▶ Directions
Please copy the forum thread about Tundra coolant temperatures and water pump replacement word for word.
** begin Supplied passage **
I hope it all works out for you though.

The reason most people change the water pump at the same time is, you have to remove the belt to change the water pump.
Pumps usually dont go 200k miles and so DO you want to spend the time or money to do the job 2x or just 1?

I believe when we bought the tbelt parts for the boss's tundra it was around 5-600.00 from the dealership.
 

·
Registered
Joined
·
1,332 Posts
I have a V6 so not exactly a V8 but I have had a scangauge for 4 years I would say and my Tundra has always run at 191 on the gauge. This is exactly in the center of the temp gauge on the dash.
 

·
Registered
Joined
·
1,863 Posts
If I'm right, I think water can run a little bit cooler than the actual coolant will. So, it is possible that you had slightly more water than coolant in your system prior to changing it. A 50/50 mix is good, but not always necessary. I think often times you can get away with more water and less coolant, depending on the weather where you live.

I just did my timing belt service as well as the water pump (and I'm glad I did; the weep hole for the water pump had been leaking a bit). I don't have a scanguage but I've had no issues so far. When I refilled the radiator I poured 1 gallon of strait Toyota Red coolant. I then put about 1.5 gallons of DI water in. Now I didn't drain the block, so there may have been some of my old mix in there.

Even if it isn't 50/50 I'm not too worried about it freezing up. A 50/50 mix yields freezing protection up to something like -34 degrees Fahrenheit. Even if I have less than that, I will never see 10 degrees or so where I live.

So Jon, if you want your truck to run a bit cooler, just drain a little bit of your mix out and put strait DI water back in. It's worth a shot!

Oh, and here is an article I found. It relates to a plane engine but it's the same premise. Coolant Mix and Overheating
 

·
Premium Member
Joined
·
1,362 Posts
Discussion Starter · #10 ·
Don't get insulted, but let's look at the basics:
1. t-stat should be marked 82 degrees C
2. if suspended in a pot of water on a stove with a really good thermometer, you should see the t-stat open between 80-84 degrees C
3. "travel" of t-stat between 95 degrees C and 40 degrees C is 10mm
4. jiggle valve should be at 12 o'clock when installed
So what would happen if it wasn't at 12 o'clock? I'm pretty sure I put mine in at 6 o'clock :confused:.
** end Supplied passage **
** begin Dataset entries **
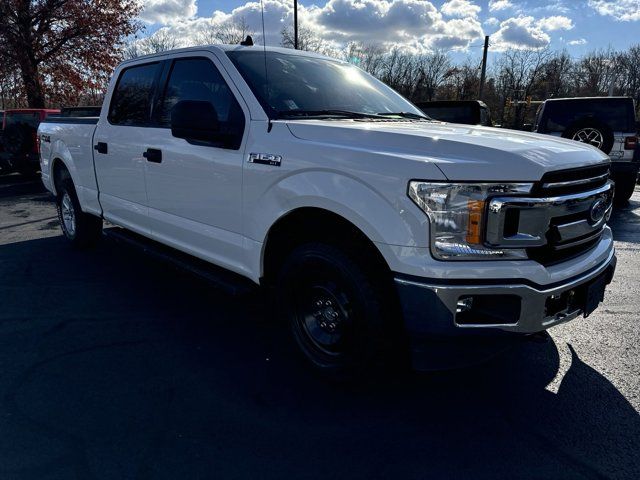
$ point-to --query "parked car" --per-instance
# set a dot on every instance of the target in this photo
(83, 111)
(372, 227)
(607, 123)
(468, 112)
(19, 139)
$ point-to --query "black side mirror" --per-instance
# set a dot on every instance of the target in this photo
(195, 120)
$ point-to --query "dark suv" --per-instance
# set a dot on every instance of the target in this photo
(607, 123)
(20, 149)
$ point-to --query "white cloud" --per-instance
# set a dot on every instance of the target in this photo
(520, 32)
(167, 11)
(461, 8)
(495, 5)
(556, 22)
(621, 10)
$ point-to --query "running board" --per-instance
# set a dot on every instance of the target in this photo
(225, 280)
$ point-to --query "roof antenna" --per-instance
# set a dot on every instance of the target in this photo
(266, 76)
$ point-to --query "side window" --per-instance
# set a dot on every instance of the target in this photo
(131, 100)
(199, 79)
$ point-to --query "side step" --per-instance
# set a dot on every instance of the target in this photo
(230, 282)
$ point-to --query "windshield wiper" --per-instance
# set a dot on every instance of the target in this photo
(326, 113)
(414, 116)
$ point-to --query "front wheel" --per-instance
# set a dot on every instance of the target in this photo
(335, 310)
(81, 229)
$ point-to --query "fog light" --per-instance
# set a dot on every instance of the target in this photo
(464, 304)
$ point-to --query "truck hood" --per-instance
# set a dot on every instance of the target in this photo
(461, 152)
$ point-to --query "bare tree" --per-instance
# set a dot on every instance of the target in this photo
(307, 40)
(433, 71)
(518, 72)
(596, 73)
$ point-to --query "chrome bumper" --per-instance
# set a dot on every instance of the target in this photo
(431, 308)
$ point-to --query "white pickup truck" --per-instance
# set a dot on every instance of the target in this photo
(373, 225)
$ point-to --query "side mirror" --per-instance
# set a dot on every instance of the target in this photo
(195, 120)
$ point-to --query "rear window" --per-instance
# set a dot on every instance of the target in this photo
(132, 97)
(618, 114)
(32, 119)
(453, 114)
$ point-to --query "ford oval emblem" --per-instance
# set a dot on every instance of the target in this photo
(598, 210)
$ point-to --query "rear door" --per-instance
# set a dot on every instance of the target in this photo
(195, 188)
(119, 164)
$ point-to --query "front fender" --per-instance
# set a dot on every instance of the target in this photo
(383, 219)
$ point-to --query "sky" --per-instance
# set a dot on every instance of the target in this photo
(456, 26)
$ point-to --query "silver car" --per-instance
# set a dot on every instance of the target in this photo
(608, 123)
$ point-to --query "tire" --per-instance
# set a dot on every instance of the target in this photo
(335, 310)
(81, 229)
(624, 191)
(591, 132)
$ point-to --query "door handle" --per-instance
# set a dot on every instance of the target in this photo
(100, 147)
(153, 155)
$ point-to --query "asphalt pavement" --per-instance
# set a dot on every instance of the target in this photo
(116, 366)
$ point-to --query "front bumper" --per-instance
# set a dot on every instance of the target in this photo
(430, 308)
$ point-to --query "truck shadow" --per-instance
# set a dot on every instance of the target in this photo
(115, 366)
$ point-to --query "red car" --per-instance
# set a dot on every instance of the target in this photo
(20, 148)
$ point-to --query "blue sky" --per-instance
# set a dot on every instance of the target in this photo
(421, 25)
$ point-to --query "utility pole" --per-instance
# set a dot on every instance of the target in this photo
(295, 24)
(483, 72)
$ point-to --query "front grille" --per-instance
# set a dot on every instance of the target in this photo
(563, 217)
(575, 180)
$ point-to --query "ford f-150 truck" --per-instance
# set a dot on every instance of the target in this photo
(372, 225)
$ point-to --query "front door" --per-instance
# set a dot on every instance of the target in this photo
(195, 188)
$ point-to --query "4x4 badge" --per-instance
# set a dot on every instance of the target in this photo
(265, 159)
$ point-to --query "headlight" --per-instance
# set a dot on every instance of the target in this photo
(457, 214)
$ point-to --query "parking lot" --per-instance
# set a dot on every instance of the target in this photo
(113, 365)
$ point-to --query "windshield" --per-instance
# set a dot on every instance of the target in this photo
(317, 86)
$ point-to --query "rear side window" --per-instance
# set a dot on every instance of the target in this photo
(133, 95)
(199, 79)
(616, 113)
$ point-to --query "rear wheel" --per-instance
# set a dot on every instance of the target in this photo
(81, 229)
(335, 310)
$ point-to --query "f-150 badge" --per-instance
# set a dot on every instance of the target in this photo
(265, 159)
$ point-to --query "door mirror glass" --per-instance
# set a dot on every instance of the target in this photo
(195, 120)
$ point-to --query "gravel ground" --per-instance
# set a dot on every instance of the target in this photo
(115, 366)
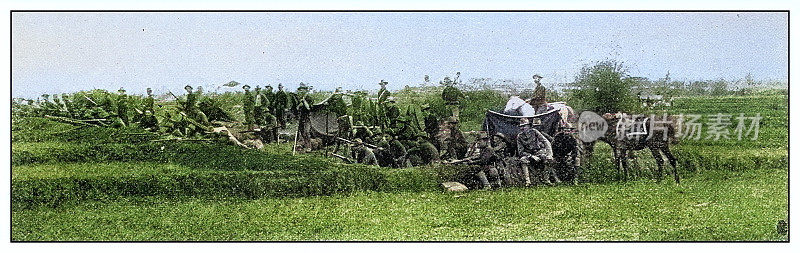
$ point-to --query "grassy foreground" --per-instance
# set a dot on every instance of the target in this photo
(107, 184)
(711, 206)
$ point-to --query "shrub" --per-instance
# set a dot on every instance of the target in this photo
(603, 88)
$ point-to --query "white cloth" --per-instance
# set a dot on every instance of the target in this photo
(516, 105)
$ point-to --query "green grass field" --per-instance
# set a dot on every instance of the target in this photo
(96, 185)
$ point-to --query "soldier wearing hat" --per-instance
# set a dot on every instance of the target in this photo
(452, 144)
(482, 157)
(249, 106)
(190, 107)
(280, 105)
(398, 153)
(431, 122)
(383, 93)
(534, 151)
(362, 154)
(392, 112)
(539, 99)
(149, 101)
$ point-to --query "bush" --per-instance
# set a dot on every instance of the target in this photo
(605, 88)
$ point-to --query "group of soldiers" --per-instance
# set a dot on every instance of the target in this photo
(533, 160)
(372, 131)
(494, 160)
(377, 132)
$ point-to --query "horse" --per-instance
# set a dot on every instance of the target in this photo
(632, 133)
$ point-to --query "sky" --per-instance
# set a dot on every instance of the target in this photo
(66, 52)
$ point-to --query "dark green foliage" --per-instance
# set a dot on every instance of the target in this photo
(605, 88)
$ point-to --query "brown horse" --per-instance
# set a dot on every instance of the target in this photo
(627, 133)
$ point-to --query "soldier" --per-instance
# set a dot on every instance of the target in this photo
(539, 100)
(451, 96)
(269, 129)
(362, 154)
(481, 155)
(279, 106)
(392, 113)
(362, 131)
(383, 93)
(534, 151)
(405, 129)
(397, 153)
(451, 141)
(431, 122)
(384, 158)
(335, 103)
(122, 107)
(346, 130)
(149, 101)
(149, 121)
(501, 149)
(269, 93)
(258, 111)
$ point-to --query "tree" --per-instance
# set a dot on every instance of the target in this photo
(605, 88)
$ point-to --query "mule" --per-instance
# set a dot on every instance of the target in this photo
(627, 134)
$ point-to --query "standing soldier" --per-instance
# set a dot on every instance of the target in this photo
(249, 105)
(362, 154)
(431, 122)
(451, 141)
(534, 151)
(539, 100)
(391, 114)
(397, 152)
(269, 93)
(279, 106)
(258, 112)
(122, 107)
(451, 96)
(383, 93)
(269, 129)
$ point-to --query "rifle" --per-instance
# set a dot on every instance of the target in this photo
(458, 161)
(365, 144)
(90, 100)
(160, 140)
(69, 121)
(181, 104)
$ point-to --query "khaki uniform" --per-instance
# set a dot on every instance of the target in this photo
(534, 150)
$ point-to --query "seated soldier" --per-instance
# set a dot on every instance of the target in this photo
(424, 152)
(534, 151)
(483, 157)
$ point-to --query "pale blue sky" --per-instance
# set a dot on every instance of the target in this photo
(64, 52)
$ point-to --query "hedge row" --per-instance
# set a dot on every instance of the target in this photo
(334, 179)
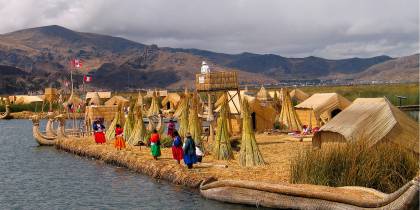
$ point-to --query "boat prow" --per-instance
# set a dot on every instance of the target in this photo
(305, 196)
(43, 140)
(6, 114)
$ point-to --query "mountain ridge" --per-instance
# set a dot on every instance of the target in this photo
(45, 52)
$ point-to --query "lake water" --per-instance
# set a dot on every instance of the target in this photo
(33, 177)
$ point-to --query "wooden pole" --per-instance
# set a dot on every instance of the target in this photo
(210, 117)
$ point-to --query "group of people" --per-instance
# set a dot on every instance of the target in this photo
(181, 150)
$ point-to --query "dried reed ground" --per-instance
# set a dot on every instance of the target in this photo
(277, 150)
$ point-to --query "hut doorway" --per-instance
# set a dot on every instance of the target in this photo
(335, 112)
(254, 121)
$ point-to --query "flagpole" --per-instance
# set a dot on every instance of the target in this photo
(71, 80)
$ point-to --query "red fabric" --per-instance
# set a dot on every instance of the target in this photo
(154, 138)
(118, 131)
(100, 137)
(119, 142)
(177, 153)
(171, 129)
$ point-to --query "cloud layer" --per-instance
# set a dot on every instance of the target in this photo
(326, 28)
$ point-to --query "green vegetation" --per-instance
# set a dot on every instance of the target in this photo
(390, 91)
(385, 167)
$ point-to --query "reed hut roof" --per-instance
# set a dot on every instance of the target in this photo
(102, 95)
(273, 92)
(298, 95)
(140, 101)
(323, 102)
(265, 115)
(115, 100)
(160, 93)
(94, 99)
(233, 102)
(74, 99)
(375, 120)
(25, 99)
(262, 94)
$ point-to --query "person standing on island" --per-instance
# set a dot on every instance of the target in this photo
(171, 128)
(119, 139)
(155, 144)
(98, 130)
(189, 151)
(177, 147)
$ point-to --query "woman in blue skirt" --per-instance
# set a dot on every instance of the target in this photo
(189, 152)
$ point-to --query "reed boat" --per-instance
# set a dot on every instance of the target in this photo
(40, 137)
(6, 114)
(305, 196)
(49, 128)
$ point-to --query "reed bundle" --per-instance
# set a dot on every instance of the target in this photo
(288, 118)
(250, 154)
(154, 106)
(110, 132)
(222, 149)
(194, 126)
(182, 114)
(385, 167)
(129, 123)
(139, 130)
(128, 158)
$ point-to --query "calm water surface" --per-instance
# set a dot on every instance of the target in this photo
(33, 177)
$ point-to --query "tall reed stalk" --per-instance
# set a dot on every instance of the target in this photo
(385, 167)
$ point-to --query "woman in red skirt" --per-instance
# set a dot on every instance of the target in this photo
(177, 151)
(98, 129)
(119, 140)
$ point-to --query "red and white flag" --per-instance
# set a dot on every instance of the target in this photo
(76, 63)
(87, 78)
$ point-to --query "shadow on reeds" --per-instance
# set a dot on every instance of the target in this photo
(385, 167)
(270, 142)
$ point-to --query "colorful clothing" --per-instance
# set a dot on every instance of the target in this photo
(189, 152)
(177, 150)
(171, 129)
(99, 134)
(199, 154)
(155, 145)
(119, 142)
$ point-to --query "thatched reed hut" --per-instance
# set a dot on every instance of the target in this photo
(170, 102)
(117, 100)
(288, 118)
(298, 95)
(374, 120)
(320, 108)
(263, 95)
(25, 99)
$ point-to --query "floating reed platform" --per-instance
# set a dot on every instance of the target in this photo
(259, 186)
(134, 159)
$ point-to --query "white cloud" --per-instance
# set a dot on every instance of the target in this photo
(328, 28)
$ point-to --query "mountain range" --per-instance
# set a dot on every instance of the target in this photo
(34, 58)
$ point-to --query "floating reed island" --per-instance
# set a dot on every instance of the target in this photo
(258, 151)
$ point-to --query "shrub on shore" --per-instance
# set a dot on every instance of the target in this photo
(385, 167)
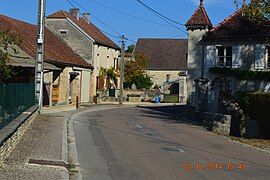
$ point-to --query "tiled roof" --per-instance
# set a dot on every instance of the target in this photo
(199, 18)
(56, 52)
(89, 28)
(238, 26)
(164, 54)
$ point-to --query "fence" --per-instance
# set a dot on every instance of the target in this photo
(15, 98)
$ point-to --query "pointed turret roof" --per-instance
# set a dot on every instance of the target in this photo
(199, 19)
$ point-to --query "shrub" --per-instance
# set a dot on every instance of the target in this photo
(257, 105)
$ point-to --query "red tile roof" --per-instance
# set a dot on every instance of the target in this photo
(164, 54)
(56, 52)
(199, 18)
(238, 26)
(89, 28)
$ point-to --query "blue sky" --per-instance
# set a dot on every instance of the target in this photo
(178, 10)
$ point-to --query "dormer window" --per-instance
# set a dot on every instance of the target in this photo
(63, 31)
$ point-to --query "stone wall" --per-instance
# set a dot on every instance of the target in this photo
(218, 123)
(74, 38)
(104, 57)
(13, 132)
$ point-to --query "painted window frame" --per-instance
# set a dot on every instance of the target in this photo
(267, 56)
(225, 56)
** end Dataset entries **
▶ Exercise response
I hope it all works out for you though.

The reason most people change the water pump at the same time is, you have to remove the belt to change the water pump.
Pumps usually dont go 200k miles and so DO you want to spend the time or money to do the job 2x or just 1?

I believe when we bought the tbelt parts for the boss's tundra it was around 5-600.00 from the dealership.
 

·
Registered
Joined
·
1,332 Posts
I have a V6 so not exactly a V8 but I have had a scangauge for 4 years I would say and my Tundra has always run at 191 on the gauge. This is exactly in the center of the temp gauge on the dash.
 

·
Registered
Joined
·
1,863 Posts
If I'm right, I think water can run a little bit cooler than the actual coolant will. So, it is possible that you had slightly more water than coolant in your system prior to changing it. A 50/50 mix is good, but not always necessary. I think often times you can get away with more water and less coolant, depending on the weather where you live.

I just did my timing belt service as well as the water pump (and I'm glad I did; the weep hole for the water pump had been leaking a bit). I don't have a scanguage but I've had no issues so far. When I refilled the radiator I poured 1 gallon of strait Toyota Red coolant. I then put about 1.5 gallons of DI water in. Now I didn't drain the block, so there may have been some of my old mix in there.

Even if it isn't 50/50 I'm not too worried about it freezing up. A 50/50 mix yields freezing protection up to something like -34 degrees Fahrenheit. Even if I have less than that, I will never see 10 degrees or so where I live.

So Jon, if you want your truck to run a bit cooler, just drain a little bit of your mix out and put strait DI water back in. It's worth a shot!

Oh, and here is an article I found. It relates to a plane engine but it's the same premise. Coolant Mix and Overheating
 

·
Premium Member
Joined
·
1,362 Posts
Discussion Starter · #10 ·
Don't get insulted, but let's look at the basics:
1. t-stat should be marked 82 degrees C
2. if suspended in a pot of water on a stove with a really good thermometer, you should see the t-stat open between 80-84 degrees C
3. "travel" of t-stat between 95 degrees C and 40 degrees C is 10mm
4. jiggle valve should be at 12 o'clock when installed
So what would happen if it wasn't at 12 o'clock? I'm pretty sure I put mine in at 6 o'clock :confused:.